> **DIRECTIONS FOR THIS TASK**
Reproduce each of the records below word for word, without changing anything.

> **Some records**
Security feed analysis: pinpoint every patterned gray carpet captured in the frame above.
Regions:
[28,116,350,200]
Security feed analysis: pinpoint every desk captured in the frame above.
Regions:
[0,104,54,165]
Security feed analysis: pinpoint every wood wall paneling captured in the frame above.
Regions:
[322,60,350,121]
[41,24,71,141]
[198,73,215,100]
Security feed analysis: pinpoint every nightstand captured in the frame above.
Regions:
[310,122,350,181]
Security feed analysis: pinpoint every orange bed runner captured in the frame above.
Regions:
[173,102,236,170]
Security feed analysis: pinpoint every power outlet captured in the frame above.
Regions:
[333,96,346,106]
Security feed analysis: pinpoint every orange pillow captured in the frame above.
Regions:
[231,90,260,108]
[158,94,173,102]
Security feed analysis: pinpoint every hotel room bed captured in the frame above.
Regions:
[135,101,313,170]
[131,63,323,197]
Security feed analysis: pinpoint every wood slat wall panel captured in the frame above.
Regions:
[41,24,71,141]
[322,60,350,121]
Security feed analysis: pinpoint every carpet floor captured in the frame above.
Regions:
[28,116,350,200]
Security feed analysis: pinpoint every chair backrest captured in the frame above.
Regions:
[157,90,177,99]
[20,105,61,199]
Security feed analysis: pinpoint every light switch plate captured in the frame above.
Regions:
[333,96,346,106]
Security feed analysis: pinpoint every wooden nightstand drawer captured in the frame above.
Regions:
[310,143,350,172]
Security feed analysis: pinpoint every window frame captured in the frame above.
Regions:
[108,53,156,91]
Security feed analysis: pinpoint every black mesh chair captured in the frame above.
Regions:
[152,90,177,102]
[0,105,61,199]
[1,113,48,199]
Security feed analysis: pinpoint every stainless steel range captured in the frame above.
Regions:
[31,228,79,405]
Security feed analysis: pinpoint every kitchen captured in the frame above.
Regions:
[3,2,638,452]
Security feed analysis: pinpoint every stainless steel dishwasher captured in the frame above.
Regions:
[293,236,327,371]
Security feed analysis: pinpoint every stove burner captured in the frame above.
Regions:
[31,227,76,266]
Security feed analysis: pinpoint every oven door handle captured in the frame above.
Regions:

> **RESPONSE TO THIS TASK**
Security feed analysis: pinpoint every patterned gray carpet captured in the frame above.
Regions:
[28,116,350,200]
Security feed analysis: pinpoint every desk captured in the frame above.
Regions:
[0,104,54,165]
Security feed analysis: pinpoint every wood wall paneling captured in the frame above.
Regions:
[322,60,350,121]
[41,24,71,141]
[198,73,215,100]
Security feed analysis: pinpoint every nightstand captured in the frame above.
Regions:
[310,122,350,181]
Security feed analysis: pinpoint every orange bed runner captured in the frame above.
Regions:
[173,102,236,170]
Security feed analysis: pinpoint every power outlet captured in the frame above.
Regions:
[333,96,346,106]
Security feed analysis: pinpoint every orange pillow captured in the frame above.
Regions:
[231,90,260,108]
[158,94,173,102]
Security feed analysis: pinpoint every hotel room bed captured in the frame above.
Regions:
[135,101,313,170]
[131,63,323,197]
Security feed analysis: pinpoint every wood slat wall panel captured in the frame above.
Regions:
[41,24,71,141]
[322,60,350,121]
Security feed analysis: pinpoint every carpet floor captured in the frame above.
Regions:
[28,116,350,200]
Security feed analysis: pinpoint every chair backrest captured in the frame above.
Regions:
[157,90,177,99]
[20,105,61,199]
Security feed analysis: pinpoint every light switch plate captured in the frame above.
Regions:
[333,96,346,106]
Security feed analysis: pinpoint every wooden nightstand drawer captured in the frame above.
Regions:
[310,143,350,172]
Security feed analysis: pinpoint every window frame captured in the frame above.
Regions:
[108,53,156,91]
Security feed analysis: pinpoint every black mesh chair captured in the frame above.
Regions:
[152,90,177,102]
[0,105,61,199]
[1,113,48,199]
Security feed analysis: pinpoint every stainless steel range captured in the frame above.
Regions:
[31,228,79,405]
Security feed analysis: pinpoint every kitchen captured in the frame above.
Regions:
[3,2,638,452]
Security feed analysis: pinpoint every stainless steel dishwasher captured in the frame above.
Regions:
[293,236,327,371]
Security feed analysis: pinpoint every stove burner captured in the frame above.
Regions:
[31,227,76,266]
Security feed analysis: pinpoint every oven door handle captured in the frame above.
Regions:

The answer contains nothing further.